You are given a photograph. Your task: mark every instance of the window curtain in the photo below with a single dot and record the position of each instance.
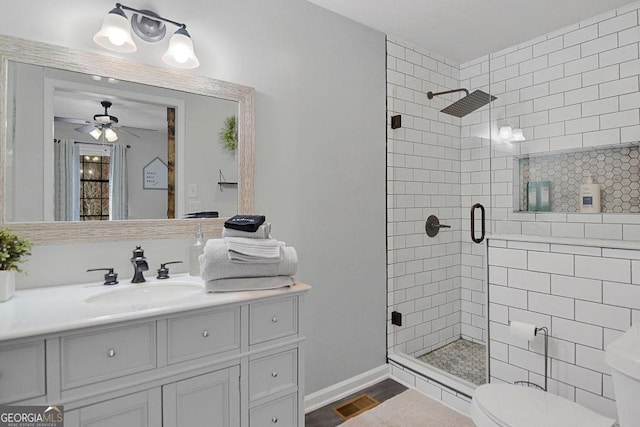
(66, 155)
(118, 193)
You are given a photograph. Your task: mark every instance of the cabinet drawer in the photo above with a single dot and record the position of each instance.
(271, 374)
(272, 319)
(107, 353)
(280, 412)
(203, 334)
(21, 371)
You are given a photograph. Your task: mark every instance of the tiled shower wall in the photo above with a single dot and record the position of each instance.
(574, 88)
(571, 89)
(586, 296)
(423, 178)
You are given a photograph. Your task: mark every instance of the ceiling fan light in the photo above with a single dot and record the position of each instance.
(96, 133)
(115, 33)
(110, 135)
(180, 53)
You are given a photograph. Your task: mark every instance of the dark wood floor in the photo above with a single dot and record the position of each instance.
(325, 417)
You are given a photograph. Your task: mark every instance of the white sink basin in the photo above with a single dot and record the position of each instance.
(147, 295)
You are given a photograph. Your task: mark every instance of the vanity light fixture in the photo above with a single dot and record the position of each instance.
(115, 35)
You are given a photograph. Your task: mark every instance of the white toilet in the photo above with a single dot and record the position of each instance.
(508, 405)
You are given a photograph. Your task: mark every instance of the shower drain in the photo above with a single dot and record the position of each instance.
(355, 406)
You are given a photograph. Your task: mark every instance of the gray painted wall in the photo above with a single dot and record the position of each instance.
(320, 154)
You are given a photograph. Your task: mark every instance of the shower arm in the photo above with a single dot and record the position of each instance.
(430, 94)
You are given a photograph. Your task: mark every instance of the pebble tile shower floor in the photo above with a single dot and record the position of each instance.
(462, 358)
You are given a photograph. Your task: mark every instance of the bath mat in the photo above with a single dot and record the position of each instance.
(410, 408)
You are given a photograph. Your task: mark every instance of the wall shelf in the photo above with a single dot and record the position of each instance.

▶ What the task requires
Copy the data word for word. Pictures do not go in the copy.

▶ Answer for this exercise
You are given a photograph. Your task: mark every instance of the window curtain in the photo below with a single dot and record the position of each instance.
(66, 155)
(118, 193)
You are given a photograph. Your task: mark every instance of the cabinet drawer in the photo above with a single dot and record the position of each instance.
(271, 374)
(272, 319)
(107, 353)
(280, 412)
(203, 334)
(21, 371)
You are given a photograph. Your task: mark every instance of the tiled shower wall in the photo above with a single dot and record the position of each instance.
(574, 88)
(571, 89)
(586, 296)
(423, 178)
You are given a photograph. Your task: mark every instance of the ceiling fan light in the photo above with a single dot and record the position of each instance.
(96, 133)
(115, 33)
(110, 135)
(180, 53)
You are given a photograph. Your task: mark every instance of the dark wood floor in the photo above with a single dot and record the position of each instance.
(325, 417)
You are given a photograph. Your task: mark every instance of the white sink basin in the photo above with a single dot and record the position of each instance.
(147, 295)
You are given a photograph. Your task: mark every instance of the vanity light fixture in the photo above with a single dot and record the position of each instance.
(115, 35)
You are given a photograph. Your task: mark every instance of the white toilet in the photo above with a single dot and record the position of each instance.
(508, 405)
You are given a photograph. Your task: mark every instance of the shower drain in the photo above with a single dot and record the position of each instance.
(355, 406)
You are given a photograph. Your task: mark every instance of the gray painted wall in the photo above with a single dot and record the position of each instance.
(320, 154)
You are given a photograph. Your task: mark every instance of the shower arm in the photo above with a single dot and record the position of each instance.
(430, 94)
You are given a photograph. Your task: mark every instance of the pebble tile shower floor in the photo above with a single dot and record the position of each instance.
(462, 358)
You are given a photograph. Your task: mark every instance of the bath mat in the photo above with a single dot and record the position of each instance.
(410, 408)
You are given a photograph. Your task: mark every instance of the wall shelf in the photo above with a single dot and record the position of each instance.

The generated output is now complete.